Extracted text:
■ ■ ■ ■ ■
Where I get my inspirations somehow always dates back to my childhood. Even though they are sometimes very melancholic, I’ve always found a naive tenderness in Oscar Wilde stories, which reminds me of my childhood.

For my Winter 2015-16 collection one of my main focus points was to transform the story’s fragility into the fabrics I used. Although textiles with gold work and luxury leathers create a tougher dimension; silk veils and organza fabrics form a softer and more delicate silhouette… The color palette of the collection is ruled by an elegant, royal and nostalgic atmosphere. Where gold, blue and grey tones create a quieter combination; dirty pink and dramatic blacks construct a more spectacular palette. Embroidery and laser cuts that are inspired by bird wings, roses, and cage designs dominate all the collection.

How does sticking to a certain style aesthetic affect the creativity of a fashion designer? Do you think it limits creativity?

For a designer to find his identity means finding a fingerprint that will distinguish him from other designers… The most important point in my design career was finding it. You create new textures, colors and even new forms every season using the same identity… Since I don’t care for trends, all that’s left is my inner voice and to believe in the truth of my path..

The aspect of art in your designs and your artwork… The paintings/illustrations of Bora Aksu are as striking as his collections. How do these two disciplines affect one another or feed off of each other?

Illustration and drawing was a part of my life long before fashion was.. I remember having a pen and paper all the time and drawing for hours without being bored when I was younger.. I always had a visual memory. Even now, when I want to explain something to my team or I’m in the process of developing a new concept, I show it by drawing. Drawing comes so naturally to me.. That’s why it effortlessly goes hand in hand with fashion. I use drawing not only for defining clothes, but also in creating and defining the girl of Bora Aksu..

Taking into consideration your vision on artistic expression and creativity, we would like to know how your childhood was.

I remember my childhood being very calm and happy. I remember my mother and father working all the time because both of them were doctors.. Since I grew up in Izmir, my childhood is decorated with memories of Gümüldür, Foça, Çeşme and summer houses in those towns.. With my imagination I pictured myself traveling to the places I used to draw. I guess these worlds are the foundations of my current identity as a designer.
■ ■ ■ ■ ■
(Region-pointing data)
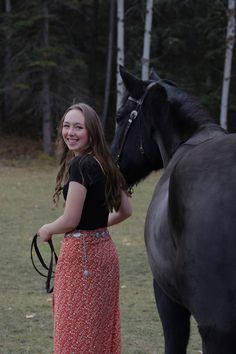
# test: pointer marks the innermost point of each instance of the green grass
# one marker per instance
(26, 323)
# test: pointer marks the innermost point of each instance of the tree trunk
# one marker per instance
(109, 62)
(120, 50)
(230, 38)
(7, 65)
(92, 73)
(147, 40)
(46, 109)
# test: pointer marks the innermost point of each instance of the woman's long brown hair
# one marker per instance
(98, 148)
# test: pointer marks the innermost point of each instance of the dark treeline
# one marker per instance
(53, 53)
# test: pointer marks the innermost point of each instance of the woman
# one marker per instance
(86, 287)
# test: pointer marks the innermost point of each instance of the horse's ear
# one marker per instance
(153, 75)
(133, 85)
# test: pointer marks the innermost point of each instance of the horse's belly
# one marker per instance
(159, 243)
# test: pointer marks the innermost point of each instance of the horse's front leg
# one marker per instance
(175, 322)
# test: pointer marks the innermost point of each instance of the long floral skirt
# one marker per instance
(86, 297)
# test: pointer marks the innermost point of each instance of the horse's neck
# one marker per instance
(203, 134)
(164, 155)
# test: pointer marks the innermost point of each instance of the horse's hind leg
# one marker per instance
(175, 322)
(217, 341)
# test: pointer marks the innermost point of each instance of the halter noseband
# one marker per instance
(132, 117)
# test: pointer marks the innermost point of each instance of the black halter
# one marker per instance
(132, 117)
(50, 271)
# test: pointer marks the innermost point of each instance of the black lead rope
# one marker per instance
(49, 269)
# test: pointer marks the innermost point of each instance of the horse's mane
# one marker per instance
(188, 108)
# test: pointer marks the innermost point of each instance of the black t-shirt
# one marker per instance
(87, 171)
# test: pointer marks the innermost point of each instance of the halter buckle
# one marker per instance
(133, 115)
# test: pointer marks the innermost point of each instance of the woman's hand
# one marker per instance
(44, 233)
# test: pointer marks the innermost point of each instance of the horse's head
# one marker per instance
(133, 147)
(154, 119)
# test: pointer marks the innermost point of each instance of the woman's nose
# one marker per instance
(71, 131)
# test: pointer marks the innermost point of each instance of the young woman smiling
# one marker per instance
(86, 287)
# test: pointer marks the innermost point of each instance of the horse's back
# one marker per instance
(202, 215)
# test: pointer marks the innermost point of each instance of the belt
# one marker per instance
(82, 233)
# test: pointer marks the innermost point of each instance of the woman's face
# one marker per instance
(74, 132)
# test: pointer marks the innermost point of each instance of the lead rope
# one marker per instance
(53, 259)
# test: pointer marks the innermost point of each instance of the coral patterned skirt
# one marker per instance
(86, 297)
■ ■ ■ ■ ■
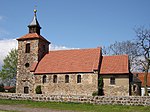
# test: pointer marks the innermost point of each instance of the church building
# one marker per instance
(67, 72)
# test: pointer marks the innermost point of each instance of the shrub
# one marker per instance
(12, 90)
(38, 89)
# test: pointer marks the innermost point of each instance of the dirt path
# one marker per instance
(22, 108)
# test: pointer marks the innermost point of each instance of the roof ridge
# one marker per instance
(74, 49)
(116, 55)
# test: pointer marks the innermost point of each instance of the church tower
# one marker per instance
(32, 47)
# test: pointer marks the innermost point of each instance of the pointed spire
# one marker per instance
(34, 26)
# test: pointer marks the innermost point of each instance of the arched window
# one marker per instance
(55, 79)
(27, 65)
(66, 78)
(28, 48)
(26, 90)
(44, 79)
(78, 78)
■ ■ ■ ■ ■
Problem 1:
Summarize the Bora Aksu interview in two sentences.
Problem 2:
In the Bora Aksu interview, reproduce the passage from "The aspect of" to "of Bora Aksu..", swapping "team" for "staff".
Problem 3:
Answer these questions about the Bora Aksu interview:
(a) What profession did both of the designer's parents have?
(b) What inspired the embroidery and laser cuts in the Winter 2015-16 collection?
(c) In which city did the designer grow up?

Written answer 1:
The designer traces his inspirations to his childhood, and for his Winter 2015-16 collection he turned the fragility of the story into fabrics, colors, and embroidery and laser cuts inspired by bird wings, roses, and cages. He values a design identity that sets him apart from other designers, uses drawing, which was part of his life long before fashion, to develop concepts, and sees the worlds he imagined during a calm, happy childhood in Izmir as the foundations of his identity as a designer.

Written answer 2:
The aspect of art in your designs and your artwork… The paintings/illustrations of Bora Aksu are as striking as his collections. How do these two disciplines affect one another or feed off of each other?

Illustration and drawing was a part of my life long before fashion was.. I remember having a pen and paper all the time and drawing for hours without being bored when I was younger.. I always had a visual memory. Even now, when I want to explain something to my staff or I’m in the process of developing a new concept, I show it by drawing. Drawing comes so naturally to me.. That’s why it effortlessly goes hand in hand with fashion. I use drawing not only for defining clothes, but also in creating and defining the girl of Bora Aksu..

Written answer 3:
(a) Both were doctors.
(b) Bird wings, roses, and cage designs inspired them.
(c) He grew up in Izmir.